- **Required task**: Update the data from the line with "Could you point out the gray curly" through the end of the data by changing "black pole" to "dark pole". Keep everything else the same.

Stored dataset items
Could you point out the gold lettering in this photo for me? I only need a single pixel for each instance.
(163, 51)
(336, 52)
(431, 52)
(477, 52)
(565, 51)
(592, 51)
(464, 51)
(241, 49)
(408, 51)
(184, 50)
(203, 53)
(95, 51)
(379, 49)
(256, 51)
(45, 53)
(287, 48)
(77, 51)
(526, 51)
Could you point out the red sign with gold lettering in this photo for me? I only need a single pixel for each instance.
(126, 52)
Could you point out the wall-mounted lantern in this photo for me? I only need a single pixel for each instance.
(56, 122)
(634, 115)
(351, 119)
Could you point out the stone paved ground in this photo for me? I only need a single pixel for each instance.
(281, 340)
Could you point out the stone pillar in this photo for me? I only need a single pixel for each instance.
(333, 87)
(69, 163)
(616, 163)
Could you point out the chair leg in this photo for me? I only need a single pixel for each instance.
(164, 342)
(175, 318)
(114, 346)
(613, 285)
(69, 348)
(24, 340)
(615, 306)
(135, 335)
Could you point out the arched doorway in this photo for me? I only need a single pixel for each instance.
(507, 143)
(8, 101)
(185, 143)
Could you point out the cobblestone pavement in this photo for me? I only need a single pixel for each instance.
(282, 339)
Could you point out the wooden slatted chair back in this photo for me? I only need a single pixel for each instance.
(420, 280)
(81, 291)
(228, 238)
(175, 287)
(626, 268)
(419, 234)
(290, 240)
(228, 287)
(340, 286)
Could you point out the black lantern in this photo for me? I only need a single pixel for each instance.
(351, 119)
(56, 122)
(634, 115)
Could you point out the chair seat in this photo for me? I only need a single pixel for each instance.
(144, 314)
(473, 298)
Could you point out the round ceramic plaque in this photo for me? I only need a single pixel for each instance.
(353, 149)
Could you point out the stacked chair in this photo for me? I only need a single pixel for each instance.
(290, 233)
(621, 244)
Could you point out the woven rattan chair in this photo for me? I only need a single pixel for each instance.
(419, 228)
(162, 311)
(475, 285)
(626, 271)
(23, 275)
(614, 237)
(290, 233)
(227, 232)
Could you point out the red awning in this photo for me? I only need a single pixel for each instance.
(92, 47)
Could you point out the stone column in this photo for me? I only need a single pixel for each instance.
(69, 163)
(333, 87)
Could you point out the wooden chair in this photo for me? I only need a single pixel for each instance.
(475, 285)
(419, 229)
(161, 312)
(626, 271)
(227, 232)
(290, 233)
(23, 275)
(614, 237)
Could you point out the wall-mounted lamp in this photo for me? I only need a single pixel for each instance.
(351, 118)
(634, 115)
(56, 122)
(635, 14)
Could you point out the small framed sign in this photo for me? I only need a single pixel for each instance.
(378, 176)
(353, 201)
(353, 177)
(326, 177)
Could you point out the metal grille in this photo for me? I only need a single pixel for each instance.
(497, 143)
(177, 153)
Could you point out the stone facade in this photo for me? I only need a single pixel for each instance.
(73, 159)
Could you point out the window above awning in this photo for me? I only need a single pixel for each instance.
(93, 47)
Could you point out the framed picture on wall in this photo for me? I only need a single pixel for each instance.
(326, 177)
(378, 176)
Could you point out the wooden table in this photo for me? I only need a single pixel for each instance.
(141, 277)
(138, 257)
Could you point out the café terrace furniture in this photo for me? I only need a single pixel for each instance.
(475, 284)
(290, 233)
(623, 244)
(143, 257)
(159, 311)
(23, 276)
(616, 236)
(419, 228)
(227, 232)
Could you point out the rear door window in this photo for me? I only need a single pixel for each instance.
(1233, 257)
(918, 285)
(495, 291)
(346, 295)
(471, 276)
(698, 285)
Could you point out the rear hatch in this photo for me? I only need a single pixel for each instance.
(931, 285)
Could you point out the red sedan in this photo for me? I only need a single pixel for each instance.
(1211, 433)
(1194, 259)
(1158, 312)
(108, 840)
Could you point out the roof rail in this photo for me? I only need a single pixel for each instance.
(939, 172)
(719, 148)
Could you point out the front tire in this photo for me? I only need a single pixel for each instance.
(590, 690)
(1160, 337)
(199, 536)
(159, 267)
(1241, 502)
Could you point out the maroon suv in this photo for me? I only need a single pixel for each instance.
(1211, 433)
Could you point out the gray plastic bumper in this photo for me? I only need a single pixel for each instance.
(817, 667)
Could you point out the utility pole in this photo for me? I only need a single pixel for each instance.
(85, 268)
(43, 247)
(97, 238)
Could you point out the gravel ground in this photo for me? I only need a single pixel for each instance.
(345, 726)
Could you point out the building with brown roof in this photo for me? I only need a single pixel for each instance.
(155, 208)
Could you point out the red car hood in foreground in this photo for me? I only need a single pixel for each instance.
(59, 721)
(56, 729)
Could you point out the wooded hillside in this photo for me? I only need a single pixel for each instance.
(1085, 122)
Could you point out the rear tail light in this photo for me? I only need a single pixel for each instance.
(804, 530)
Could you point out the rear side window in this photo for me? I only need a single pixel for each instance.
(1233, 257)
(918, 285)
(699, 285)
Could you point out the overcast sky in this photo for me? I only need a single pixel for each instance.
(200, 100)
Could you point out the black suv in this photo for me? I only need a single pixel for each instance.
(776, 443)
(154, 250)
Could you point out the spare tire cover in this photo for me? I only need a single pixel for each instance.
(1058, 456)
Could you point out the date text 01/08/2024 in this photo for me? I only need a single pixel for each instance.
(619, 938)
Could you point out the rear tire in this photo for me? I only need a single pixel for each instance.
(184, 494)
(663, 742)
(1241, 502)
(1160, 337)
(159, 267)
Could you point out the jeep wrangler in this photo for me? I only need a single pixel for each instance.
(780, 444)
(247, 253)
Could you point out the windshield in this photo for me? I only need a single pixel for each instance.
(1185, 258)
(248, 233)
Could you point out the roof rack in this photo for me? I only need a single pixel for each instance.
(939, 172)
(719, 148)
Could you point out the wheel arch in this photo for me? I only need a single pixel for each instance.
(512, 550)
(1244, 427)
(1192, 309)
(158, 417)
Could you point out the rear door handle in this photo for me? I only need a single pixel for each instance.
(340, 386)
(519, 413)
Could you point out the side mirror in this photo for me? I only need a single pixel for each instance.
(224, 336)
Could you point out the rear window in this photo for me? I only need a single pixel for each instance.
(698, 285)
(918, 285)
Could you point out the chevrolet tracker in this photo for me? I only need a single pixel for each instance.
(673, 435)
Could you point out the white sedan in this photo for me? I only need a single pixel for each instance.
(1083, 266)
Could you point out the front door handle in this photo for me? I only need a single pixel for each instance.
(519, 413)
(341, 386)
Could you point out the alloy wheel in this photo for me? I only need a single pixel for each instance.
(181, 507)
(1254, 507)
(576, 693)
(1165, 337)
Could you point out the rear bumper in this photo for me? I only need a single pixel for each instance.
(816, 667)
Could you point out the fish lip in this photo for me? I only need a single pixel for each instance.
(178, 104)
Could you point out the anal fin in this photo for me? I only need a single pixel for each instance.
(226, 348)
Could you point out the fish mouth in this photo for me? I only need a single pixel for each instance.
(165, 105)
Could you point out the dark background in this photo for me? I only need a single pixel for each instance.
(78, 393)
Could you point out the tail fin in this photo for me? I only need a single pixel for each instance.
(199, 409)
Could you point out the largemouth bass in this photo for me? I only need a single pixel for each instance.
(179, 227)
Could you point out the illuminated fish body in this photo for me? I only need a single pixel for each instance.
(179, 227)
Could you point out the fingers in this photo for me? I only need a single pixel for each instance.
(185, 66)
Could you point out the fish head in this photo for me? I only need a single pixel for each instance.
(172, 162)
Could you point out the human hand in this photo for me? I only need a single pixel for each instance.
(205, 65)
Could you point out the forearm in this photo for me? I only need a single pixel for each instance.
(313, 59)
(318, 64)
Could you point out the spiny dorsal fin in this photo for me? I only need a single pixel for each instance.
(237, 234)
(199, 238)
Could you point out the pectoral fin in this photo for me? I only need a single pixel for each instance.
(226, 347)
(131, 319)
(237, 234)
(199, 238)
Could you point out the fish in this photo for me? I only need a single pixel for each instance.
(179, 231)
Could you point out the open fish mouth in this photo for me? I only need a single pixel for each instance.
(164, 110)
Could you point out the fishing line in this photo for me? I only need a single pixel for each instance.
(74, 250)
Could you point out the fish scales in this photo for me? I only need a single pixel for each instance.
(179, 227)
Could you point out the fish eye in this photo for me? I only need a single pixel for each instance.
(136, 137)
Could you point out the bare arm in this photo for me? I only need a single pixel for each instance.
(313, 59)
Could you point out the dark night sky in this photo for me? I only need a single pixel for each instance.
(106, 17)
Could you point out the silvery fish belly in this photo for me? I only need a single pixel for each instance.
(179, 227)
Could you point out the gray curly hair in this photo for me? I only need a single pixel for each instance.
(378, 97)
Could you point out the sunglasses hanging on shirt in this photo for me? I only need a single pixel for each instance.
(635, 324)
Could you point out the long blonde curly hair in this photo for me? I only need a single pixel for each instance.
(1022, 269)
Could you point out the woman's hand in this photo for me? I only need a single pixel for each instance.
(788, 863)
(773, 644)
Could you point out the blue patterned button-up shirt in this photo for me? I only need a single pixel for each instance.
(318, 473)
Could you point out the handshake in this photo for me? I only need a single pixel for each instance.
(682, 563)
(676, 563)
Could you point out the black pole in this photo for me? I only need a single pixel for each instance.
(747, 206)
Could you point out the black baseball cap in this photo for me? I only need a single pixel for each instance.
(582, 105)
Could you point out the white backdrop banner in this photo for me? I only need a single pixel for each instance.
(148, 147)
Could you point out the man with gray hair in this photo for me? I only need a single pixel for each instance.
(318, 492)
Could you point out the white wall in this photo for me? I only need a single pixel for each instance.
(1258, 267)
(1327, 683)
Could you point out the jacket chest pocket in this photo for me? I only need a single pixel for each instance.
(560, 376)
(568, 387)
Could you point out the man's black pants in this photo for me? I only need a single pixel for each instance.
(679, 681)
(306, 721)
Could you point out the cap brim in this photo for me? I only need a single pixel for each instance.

- **Solution**:
Could you point out the gray curly hair in this photo for me? I only need a single pixel for each instance.
(378, 97)
Could you point out the sunglasses hanging on shirt in this photo for me? I only need a single pixel for each instance.
(635, 324)
Could you point out the long blonde curly hair in this photo for me? I only need a single pixel for each instance.
(1022, 269)
Could you point out the woman's hand in this photo for me? I only need a single pixel for each instance.
(788, 863)
(773, 644)
Could you point out the blue patterned button-up shirt in this photo for me? I only need a single pixel for each instance.
(318, 473)
Could you point out the handshake in this photo for me? I only need a single pixel for each instance.
(682, 563)
(676, 563)
Could you point out the dark pole in this photo for me? I only need a single pixel for each instance.
(747, 206)
Could you point out the black baseball cap in this photo for me? I only need a single pixel for each instance.
(582, 105)
Could you point out the white backdrop banner in this photo for me? I only need a single pixel for each instance.
(148, 147)
Could you point out the man with gray hair in this photo for me? I only need a single pixel for each instance.
(318, 492)
Could you point out the white wall in this photo for me? I only need a single pixel for each instance.
(1258, 267)
(1327, 683)
Could you point out the jacket chest pocket in this photo for me? I only need a single pixel for each instance.
(560, 376)
(568, 387)
Could you point out the man's black pants in this photo for me? I only need a single pixel for each instance.
(679, 681)
(306, 721)
Could you point out the cap brim in this photo for me? I only need a single pixel for each instance.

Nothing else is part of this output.